● Stated goal
Rewrite the data between the line holding "target: white yard line" and the line holding "output: one GeoJSON", inclusive, as a numbered list, leaving out any blank lines.

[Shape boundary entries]
☆ ☆ ☆ ☆ ☆ ☆ ☆
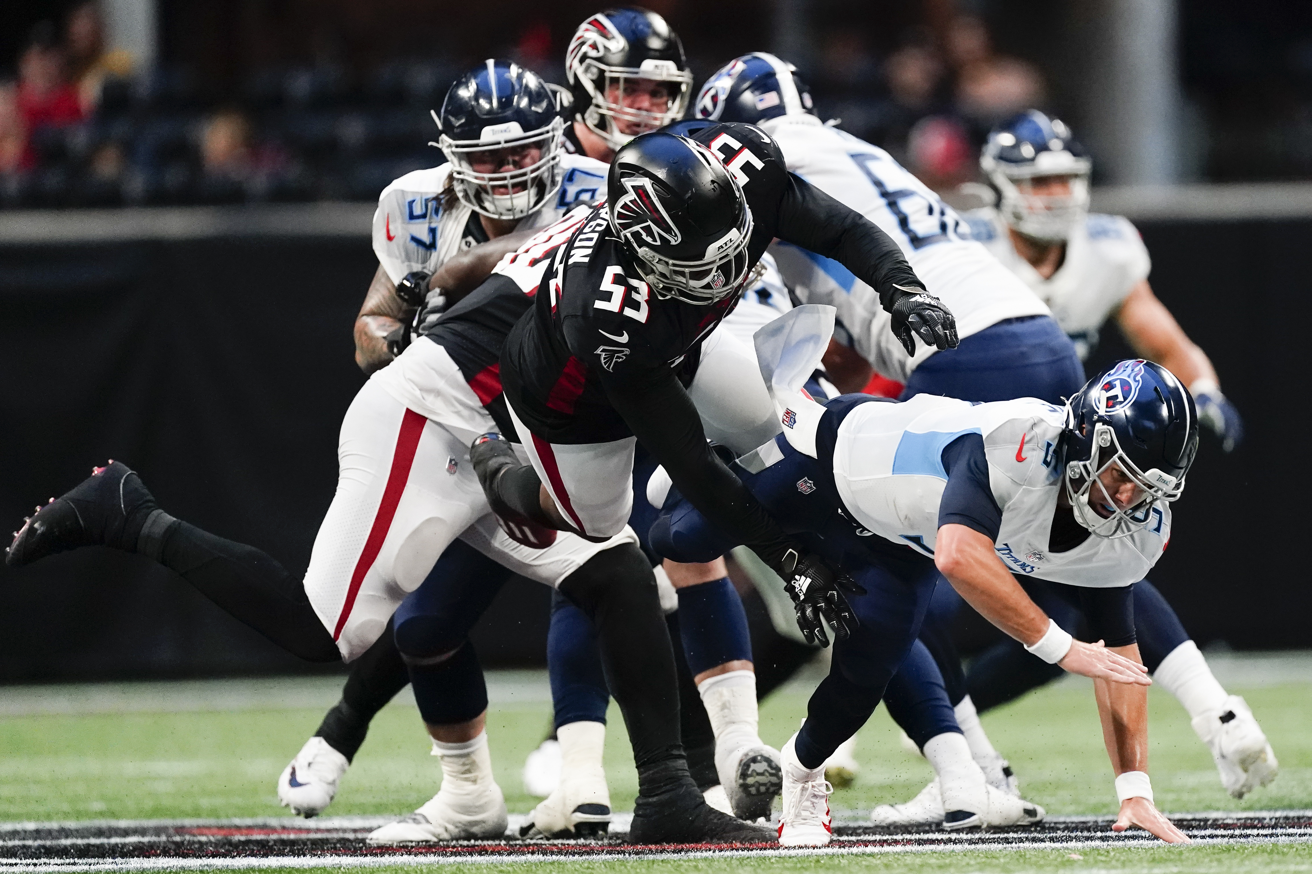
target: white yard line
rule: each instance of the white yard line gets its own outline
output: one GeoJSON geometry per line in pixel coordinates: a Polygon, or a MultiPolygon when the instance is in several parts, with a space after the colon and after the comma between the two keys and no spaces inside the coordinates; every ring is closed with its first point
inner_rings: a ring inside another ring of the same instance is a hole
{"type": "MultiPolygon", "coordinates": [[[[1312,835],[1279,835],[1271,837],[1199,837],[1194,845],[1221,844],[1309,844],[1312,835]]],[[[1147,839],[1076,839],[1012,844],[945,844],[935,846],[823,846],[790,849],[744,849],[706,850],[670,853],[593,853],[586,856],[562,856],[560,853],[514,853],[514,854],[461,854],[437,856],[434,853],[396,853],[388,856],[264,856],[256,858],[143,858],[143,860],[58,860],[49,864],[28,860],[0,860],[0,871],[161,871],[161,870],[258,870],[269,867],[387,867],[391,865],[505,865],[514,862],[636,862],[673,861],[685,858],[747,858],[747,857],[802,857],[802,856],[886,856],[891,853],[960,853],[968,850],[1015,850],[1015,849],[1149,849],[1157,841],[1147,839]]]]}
☆ ☆ ☆ ☆ ☆ ☆ ☆
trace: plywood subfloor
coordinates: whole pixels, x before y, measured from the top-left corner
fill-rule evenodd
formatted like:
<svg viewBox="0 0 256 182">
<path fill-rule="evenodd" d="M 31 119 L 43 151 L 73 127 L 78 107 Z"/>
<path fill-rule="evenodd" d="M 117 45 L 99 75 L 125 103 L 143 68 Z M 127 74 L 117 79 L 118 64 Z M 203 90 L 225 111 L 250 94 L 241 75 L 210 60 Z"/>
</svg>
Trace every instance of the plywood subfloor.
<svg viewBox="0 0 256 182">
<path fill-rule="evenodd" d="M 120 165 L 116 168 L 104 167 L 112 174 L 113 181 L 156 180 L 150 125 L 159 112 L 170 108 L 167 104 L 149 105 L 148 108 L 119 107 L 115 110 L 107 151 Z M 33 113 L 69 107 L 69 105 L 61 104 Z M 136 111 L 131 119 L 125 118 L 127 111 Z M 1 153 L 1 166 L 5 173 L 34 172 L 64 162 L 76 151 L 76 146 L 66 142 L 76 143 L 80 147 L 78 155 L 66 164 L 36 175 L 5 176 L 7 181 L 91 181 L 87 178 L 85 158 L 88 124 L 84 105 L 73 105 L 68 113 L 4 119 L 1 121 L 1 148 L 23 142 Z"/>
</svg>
☆ ☆ ☆ ☆ ☆ ☆ ☆
● Answer to this problem
1. target: white yard line
2. rule: each instance of the white yard line gets its own outline
3. output: one GeoJSON geometry per line in pixel coordinates: a Polygon, or a MultiPolygon when the instance is in several parts, with a space after the colon and after the comma between the two keys and no spaces inside the coordinates; every ring is closed with its first point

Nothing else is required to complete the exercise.